Down to the last line below, give the listing again exactly.

------------------------

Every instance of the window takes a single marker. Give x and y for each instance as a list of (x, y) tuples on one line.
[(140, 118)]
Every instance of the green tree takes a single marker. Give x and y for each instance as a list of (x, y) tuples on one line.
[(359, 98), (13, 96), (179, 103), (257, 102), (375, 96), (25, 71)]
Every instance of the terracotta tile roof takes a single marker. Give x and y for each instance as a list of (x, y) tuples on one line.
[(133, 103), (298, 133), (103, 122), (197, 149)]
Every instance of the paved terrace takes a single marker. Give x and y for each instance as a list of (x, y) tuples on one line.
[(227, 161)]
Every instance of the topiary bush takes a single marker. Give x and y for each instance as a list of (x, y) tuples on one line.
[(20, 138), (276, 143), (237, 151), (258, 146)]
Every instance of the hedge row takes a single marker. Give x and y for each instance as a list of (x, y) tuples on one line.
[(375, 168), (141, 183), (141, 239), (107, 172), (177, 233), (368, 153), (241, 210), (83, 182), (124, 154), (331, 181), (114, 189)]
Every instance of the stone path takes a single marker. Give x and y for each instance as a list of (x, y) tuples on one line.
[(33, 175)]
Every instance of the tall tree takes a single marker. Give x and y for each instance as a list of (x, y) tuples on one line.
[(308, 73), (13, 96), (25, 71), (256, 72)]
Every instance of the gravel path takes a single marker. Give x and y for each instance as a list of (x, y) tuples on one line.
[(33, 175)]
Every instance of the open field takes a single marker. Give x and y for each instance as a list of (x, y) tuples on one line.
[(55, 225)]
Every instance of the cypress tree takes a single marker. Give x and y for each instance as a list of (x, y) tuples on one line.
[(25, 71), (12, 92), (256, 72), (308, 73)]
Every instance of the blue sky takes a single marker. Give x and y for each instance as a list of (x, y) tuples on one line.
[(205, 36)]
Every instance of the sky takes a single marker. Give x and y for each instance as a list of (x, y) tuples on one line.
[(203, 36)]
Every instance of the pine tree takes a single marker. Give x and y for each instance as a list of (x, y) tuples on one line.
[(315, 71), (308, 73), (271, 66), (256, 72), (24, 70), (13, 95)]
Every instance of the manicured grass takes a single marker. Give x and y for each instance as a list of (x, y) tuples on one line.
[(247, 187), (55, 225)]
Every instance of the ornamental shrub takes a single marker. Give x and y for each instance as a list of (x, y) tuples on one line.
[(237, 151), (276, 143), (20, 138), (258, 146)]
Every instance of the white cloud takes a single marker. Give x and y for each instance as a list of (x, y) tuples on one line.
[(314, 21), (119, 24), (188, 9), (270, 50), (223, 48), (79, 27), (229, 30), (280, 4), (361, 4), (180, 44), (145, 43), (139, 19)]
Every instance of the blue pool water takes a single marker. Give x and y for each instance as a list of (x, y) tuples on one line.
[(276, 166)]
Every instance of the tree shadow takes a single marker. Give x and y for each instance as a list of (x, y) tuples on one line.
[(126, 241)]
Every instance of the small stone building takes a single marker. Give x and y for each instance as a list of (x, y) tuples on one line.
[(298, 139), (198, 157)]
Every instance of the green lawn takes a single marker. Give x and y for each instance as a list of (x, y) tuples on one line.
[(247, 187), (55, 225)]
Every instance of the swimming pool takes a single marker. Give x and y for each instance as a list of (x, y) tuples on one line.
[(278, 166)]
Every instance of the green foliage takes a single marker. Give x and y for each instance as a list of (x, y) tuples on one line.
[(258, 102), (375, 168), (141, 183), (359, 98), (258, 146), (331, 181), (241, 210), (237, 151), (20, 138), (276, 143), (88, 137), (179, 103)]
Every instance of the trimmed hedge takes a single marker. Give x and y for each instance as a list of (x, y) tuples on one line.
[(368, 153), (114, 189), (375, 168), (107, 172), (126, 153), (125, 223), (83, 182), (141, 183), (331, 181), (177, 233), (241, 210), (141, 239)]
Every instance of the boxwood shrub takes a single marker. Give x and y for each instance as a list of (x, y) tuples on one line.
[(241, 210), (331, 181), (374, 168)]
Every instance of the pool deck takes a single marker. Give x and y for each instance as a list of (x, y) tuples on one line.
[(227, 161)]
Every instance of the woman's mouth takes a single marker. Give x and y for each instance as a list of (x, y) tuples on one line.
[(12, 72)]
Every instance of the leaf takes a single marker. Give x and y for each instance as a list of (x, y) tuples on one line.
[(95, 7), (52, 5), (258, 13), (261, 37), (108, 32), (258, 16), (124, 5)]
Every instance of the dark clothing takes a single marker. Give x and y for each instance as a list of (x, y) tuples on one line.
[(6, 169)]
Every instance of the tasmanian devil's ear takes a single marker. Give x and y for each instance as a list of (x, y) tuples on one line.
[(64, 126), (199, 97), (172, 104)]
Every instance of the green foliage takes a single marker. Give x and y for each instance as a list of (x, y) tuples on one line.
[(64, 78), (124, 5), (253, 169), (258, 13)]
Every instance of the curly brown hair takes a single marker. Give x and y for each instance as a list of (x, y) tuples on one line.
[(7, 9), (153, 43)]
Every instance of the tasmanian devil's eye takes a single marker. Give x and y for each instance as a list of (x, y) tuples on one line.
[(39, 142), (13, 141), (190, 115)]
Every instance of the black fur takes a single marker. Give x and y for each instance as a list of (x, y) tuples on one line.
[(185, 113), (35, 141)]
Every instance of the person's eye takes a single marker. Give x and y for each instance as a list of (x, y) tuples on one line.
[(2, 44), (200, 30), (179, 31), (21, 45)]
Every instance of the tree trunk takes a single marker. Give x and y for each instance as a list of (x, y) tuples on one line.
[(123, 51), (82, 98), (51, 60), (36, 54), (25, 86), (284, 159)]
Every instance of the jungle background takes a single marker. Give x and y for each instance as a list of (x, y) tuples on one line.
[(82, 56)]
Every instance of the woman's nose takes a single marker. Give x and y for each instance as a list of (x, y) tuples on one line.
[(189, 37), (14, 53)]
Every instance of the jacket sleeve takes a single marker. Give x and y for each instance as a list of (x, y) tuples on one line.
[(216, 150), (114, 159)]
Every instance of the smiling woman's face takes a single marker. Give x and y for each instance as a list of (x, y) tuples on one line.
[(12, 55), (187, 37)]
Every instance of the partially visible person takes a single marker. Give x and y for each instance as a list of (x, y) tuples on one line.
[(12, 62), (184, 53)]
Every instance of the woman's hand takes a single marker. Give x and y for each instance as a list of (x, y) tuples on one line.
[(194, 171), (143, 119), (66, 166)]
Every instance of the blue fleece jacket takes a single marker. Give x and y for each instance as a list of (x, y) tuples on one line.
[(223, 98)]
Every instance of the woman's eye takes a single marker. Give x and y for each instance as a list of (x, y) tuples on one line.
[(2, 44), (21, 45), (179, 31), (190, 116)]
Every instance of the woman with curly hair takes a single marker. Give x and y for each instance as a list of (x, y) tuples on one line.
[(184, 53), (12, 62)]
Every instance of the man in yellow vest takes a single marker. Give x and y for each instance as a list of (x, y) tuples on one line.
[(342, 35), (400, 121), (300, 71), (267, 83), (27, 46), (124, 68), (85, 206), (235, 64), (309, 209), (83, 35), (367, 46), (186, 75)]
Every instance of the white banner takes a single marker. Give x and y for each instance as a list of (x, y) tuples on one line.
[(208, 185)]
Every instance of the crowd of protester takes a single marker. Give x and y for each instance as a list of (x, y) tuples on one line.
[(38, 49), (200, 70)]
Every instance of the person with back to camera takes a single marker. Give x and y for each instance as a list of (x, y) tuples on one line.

------------------------

Answer box:
Every instance of the window takes a single marker. Give x and y for each instance as a list of (x, y) tuples on one line.
[(140, 118)]
Every instance of the green tree takes a single marker. Give x and y for each instance as a list of (x, y) tuples on one line.
[(359, 98), (13, 96), (179, 103), (257, 102), (375, 96), (25, 71)]
Every instance of the terracotta tile roof takes a single marker. Give x and y for each instance as a list of (x, y) tuples on one line.
[(133, 103), (298, 133), (103, 122), (197, 149)]
Every instance of the paved terrace takes a single marker. Give x and y for each instance as a list of (x, y) tuples on one line.
[(227, 161)]
Every instance of the topiary bush takes a single marker. Give x and y for each instance as a list of (x, y) tuples on one line.
[(20, 138), (276, 143), (237, 151), (258, 146)]
Every instance of the hedge row takes a single marker. Give x and y for each instance as a list of (x, y) tuples on one line.
[(375, 168), (141, 183), (141, 239), (107, 172), (177, 233), (368, 153), (241, 210), (83, 182), (124, 154), (331, 181), (114, 189)]
Every instance of the stone path takes a single marker. Give x and y for each instance as a list of (x, y) tuples on one line.
[(33, 175)]
Every instance of the tall tree takes a single marker. Give x and y for each instance as a list of (x, y) tuples on one line.
[(308, 73), (13, 96), (25, 71), (256, 72)]
Every instance of the gravel path takes a single marker. Give x and y for each instance as a list of (x, y) tuples on one line.
[(33, 175)]
Every instance of the open field takes a single marker. Give x and y for each instance as a list of (x, y) tuples on one line.
[(55, 225)]
Every instance of the cypress tree takes a single marker. Give x and y for each instance as a list of (x, y) tuples on one line.
[(25, 71), (12, 92), (256, 72), (308, 73)]
Every instance of the blue sky takes a single marker. Give x and y for each instance as a list of (x, y) tuples on one line.
[(205, 36)]
Every instance of the sky takes a single marker. Give x and y for each instance as a list of (x, y) tuples on one line.
[(203, 36)]
Every instance of the pine tree takes a single marker. Give x and y for each instance as a list of (x, y) tuples on one line.
[(315, 71), (308, 73), (271, 66), (256, 72), (24, 70), (13, 95)]
Every instance of the manicured grass takes a single marker. Give x and y for each instance as a list of (x, y) tuples on one line.
[(247, 187), (55, 225)]
Every instance of the ornamental shrub takes a single marker. Give x and y for each instance as a list of (x, y) tuples on one line.
[(237, 151), (276, 143), (20, 138), (258, 146)]
Every instance of the white cloud takes a single marker. Give x and y for each instance as a list of (x, y) tuples on one line.
[(314, 21), (119, 24), (188, 9), (270, 50), (223, 48), (79, 27), (229, 30), (280, 4), (361, 4), (180, 44), (145, 43), (139, 19)]
Every instance of the blue pool water takes a single marker. Give x and y for each instance as a list of (x, y) tuples on one line.
[(276, 166)]
Every instance of the tree shadow takes a single marker. Give x and y for each instance as a list of (x, y) tuples on one line.
[(126, 241)]
Every instance of the small stone building takes a single marker. Give x and y for each instance as a list of (x, y) tuples on one line.
[(298, 139), (198, 157)]
Every instance of the green lawn takes a single marker. Give x and y for each instance as a list of (x, y) tuples on one line.
[(247, 187), (55, 225)]
Every instance of the swimming pool takes a single marker. Give x and y for each instance as a list of (x, y) tuples on one line.
[(278, 166)]
Every instance of the green foliage takes a single marker. Give x and y for each instance as a list of (x, y) tuples on one line.
[(258, 102), (375, 168), (141, 183), (359, 98), (258, 146), (331, 181), (241, 210), (237, 151), (20, 138), (276, 143), (88, 137), (179, 103)]
Every instance of the trimmed hedge takes a single marker. Give x and y for each instance as a list of (x, y) tuples on one line.
[(368, 153), (114, 189), (375, 168), (107, 172), (126, 153), (125, 223), (83, 182), (141, 183), (331, 181), (177, 233), (241, 210), (141, 239)]
Every instance of the boxwood shrub takes a single marker. Give x and y for each instance as a list of (x, y) tuples on one line.
[(241, 210), (331, 181), (374, 168)]
Every instance of the pool deck takes a single marker. Give x and y for each instance as a list of (x, y) tuples on one line.
[(227, 161)]
Every instance of the woman's mouth takes a single marker. Give x and y for each instance as a list of (x, y) tuples on one line.
[(12, 72)]
Every instance of the leaf takes a single marker. Give x and y for each instance as a list of (x, y) tuples on one line.
[(95, 7), (52, 5), (258, 13), (261, 37), (108, 32), (258, 16), (124, 5)]
Every instance of the dark clothing takes a single marker. Give x and y for each instance as a list of (x, y) tuples on one line.
[(6, 169)]
Every instance of the tasmanian devil's ear takes a single marker. Give x and y for each instance as a list of (x, y) tuples on one line.
[(64, 126), (199, 97), (172, 104)]
Every instance of the green foliage takes a single marker. Give x and y for each instance as a list of (x, y) tuples on one line.
[(64, 78), (124, 5), (253, 169), (258, 13)]
Every instance of the curly brown hair takes a single marker. Give x and y for each instance as a list of (x, y) tuples on one line.
[(7, 9), (153, 43)]
Every instance of the tasmanian devil's eye takes a single marker. Give x and y for each instance as a list of (x, y) tuples on one line.
[(39, 142), (13, 141), (190, 115)]
Every instance of the black fur takes a single marker. Give x and y for each instance as a list of (x, y) tuples on one line.
[(185, 113), (35, 141)]
Every instance of the person's eye takes a single marker. Give x and y for each instance as a list of (x, y) tuples on one line.
[(2, 44), (200, 30), (179, 31), (21, 45)]
Every instance of the tree trunk takes a single marker. Give x and y for each instance as a list of (x, y) tuples on one line.
[(123, 51), (82, 98), (51, 60), (36, 54), (25, 86), (284, 159)]
Every instance of the jungle background takes a single marker. Give x and y for each instance as a list of (x, y) tuples on one line.
[(82, 56)]
Every instance of the woman's nose takes a single marker. Give x and y for each instance as a list of (x, y) tuples on one line.
[(189, 37), (14, 53)]
Every instance of the jacket sleeve takes a single marker. Give x and y for each instance as a list of (x, y) tuples on one line.
[(216, 150), (114, 159)]
Every instance of the smiling woman's face takes a single marker. Give x and y for each instance as a list of (x, y) tuples on one line.
[(12, 55), (187, 37)]
Every instance of the partially visible person takes a single marker. Give x and y for each instance as a list of (x, y) tuples on one line.
[(12, 62), (184, 53)]
Every instance of the woman's hand takes a single marker. Give x and y for each instance as a list of (x, y) tuples on one line.
[(194, 171), (143, 119), (66, 166)]
Every instance of the blue fleece jacket takes a single marker. Give x and y for each instance as a list of (x, y) tuples on one line.
[(223, 98)]
Every instance of the woman's eye takes a single marker. Give x and y for each instance as a list of (x, y) tuples on one line.
[(2, 44), (21, 45), (179, 31), (190, 116)]
Every instance of the woman with curly hair takes a single marker. Give x and y for each instance as a list of (x, y) tuples on one line.
[(184, 53), (12, 62)]
Every instance of the man in yellow vest takes a single marker. Give x and y for each instance as a list of (x, y) tuples on one line.
[(342, 35), (400, 121), (300, 71), (267, 83), (27, 46), (124, 68), (85, 206), (235, 64), (309, 209), (83, 35), (367, 46), (186, 75)]
Every instance of the white banner takes a single marker. Give x and y for each instance as a list of (x, y) tuples on one line.
[(208, 185)]
Every instance of the crowd of protester takes a single marker. Give x and y for each instance as a list of (x, y) tuples on one line.
[(38, 49), (200, 70)]
Every instance of the person with back to camera takes a single marker. Give x and y for each instance as a list of (x, y) tuples on one line.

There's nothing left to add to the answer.